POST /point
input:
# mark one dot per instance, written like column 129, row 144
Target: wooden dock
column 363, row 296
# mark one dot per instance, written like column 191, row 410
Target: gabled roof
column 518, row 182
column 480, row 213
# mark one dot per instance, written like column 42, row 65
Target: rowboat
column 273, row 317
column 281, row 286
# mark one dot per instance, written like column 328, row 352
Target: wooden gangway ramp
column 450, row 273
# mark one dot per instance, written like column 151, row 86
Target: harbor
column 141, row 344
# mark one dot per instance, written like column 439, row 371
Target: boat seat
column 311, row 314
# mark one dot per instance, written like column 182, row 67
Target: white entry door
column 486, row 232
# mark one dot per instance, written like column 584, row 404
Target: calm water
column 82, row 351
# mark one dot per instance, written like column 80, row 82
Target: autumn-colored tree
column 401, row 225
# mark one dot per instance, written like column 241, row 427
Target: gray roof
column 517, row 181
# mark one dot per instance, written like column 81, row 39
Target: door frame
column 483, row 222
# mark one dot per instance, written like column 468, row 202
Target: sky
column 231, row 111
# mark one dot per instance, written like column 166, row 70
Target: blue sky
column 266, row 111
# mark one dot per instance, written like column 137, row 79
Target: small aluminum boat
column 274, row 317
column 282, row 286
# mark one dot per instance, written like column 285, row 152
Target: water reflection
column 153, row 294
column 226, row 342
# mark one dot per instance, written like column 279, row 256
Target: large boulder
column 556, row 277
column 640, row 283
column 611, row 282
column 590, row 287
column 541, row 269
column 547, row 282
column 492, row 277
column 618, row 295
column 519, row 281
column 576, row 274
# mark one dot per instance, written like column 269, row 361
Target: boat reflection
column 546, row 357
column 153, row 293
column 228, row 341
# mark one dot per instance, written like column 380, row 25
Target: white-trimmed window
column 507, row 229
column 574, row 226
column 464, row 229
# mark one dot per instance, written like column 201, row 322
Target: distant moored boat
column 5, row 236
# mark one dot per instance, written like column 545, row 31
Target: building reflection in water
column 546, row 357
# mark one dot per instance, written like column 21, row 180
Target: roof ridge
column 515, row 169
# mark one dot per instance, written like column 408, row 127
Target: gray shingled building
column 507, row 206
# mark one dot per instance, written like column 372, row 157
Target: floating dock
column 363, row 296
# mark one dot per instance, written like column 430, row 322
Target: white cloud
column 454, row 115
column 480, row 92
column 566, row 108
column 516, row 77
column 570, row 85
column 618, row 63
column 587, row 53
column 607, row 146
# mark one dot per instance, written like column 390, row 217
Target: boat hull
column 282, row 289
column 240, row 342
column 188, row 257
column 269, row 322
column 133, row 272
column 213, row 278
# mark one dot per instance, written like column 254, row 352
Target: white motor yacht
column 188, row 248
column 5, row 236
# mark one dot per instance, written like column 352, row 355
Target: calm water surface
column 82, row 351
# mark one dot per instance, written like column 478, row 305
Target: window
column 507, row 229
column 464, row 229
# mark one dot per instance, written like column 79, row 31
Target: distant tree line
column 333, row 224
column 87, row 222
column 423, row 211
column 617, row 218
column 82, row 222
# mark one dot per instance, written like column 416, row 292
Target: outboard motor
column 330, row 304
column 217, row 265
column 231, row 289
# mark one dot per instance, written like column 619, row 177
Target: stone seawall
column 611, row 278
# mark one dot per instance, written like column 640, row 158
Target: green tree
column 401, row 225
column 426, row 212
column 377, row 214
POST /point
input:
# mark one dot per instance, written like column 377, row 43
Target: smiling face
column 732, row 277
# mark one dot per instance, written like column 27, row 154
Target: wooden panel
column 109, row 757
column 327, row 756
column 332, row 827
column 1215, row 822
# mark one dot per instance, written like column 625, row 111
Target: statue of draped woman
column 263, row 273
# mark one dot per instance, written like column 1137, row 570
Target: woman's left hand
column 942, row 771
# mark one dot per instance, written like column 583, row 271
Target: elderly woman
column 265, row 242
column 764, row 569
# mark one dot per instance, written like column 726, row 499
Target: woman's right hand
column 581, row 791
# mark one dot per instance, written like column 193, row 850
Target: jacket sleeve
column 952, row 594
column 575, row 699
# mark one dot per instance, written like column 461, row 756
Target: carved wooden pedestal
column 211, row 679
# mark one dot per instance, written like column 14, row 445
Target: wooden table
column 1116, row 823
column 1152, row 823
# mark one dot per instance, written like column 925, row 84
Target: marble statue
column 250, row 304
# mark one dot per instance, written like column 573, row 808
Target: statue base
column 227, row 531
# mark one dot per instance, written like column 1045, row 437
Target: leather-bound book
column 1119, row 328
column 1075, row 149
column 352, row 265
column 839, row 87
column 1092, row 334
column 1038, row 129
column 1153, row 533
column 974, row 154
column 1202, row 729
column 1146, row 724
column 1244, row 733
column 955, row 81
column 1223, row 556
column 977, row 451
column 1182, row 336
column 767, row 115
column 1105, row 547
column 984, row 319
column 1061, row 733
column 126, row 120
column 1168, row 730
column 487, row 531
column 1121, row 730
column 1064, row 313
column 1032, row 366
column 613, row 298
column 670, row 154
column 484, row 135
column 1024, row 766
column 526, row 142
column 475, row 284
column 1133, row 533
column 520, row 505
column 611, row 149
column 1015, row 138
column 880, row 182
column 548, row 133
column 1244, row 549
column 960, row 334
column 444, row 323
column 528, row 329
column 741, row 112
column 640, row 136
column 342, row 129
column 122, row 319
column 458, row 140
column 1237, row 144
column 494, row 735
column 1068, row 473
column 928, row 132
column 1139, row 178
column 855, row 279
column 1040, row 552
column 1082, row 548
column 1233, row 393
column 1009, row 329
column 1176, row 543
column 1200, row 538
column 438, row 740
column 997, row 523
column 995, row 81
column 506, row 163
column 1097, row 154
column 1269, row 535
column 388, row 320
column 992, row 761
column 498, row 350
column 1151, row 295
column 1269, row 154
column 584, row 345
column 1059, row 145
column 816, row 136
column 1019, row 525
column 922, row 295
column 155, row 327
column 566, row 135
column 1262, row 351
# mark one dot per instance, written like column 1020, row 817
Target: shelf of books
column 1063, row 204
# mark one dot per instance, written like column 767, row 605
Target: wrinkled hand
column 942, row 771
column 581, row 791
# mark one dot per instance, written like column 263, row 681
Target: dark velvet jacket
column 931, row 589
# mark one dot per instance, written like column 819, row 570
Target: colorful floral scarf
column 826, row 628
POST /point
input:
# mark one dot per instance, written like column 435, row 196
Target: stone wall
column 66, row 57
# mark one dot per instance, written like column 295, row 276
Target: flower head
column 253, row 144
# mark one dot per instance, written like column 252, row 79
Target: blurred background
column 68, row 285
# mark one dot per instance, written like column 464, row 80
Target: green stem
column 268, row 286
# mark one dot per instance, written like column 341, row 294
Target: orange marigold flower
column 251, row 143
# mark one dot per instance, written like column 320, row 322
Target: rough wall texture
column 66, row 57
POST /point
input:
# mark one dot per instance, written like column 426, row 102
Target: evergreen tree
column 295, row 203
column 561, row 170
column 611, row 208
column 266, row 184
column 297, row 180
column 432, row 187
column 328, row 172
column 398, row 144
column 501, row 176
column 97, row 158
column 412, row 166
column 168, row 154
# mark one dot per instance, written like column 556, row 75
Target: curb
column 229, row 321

▶ [ASSIGNMENT]: Give back exactly the lines beginning at the one with "Target: evergreen tree" and ending at the final line of the material; both boundary lines belong in it.

▶ [EXERCISE SOLUTION]:
Target: evergreen tree
column 295, row 203
column 561, row 170
column 611, row 208
column 266, row 184
column 297, row 180
column 432, row 187
column 328, row 172
column 398, row 144
column 501, row 176
column 97, row 158
column 412, row 166
column 168, row 154
# mark one dot per instance, written like column 556, row 75
Target: curb
column 229, row 321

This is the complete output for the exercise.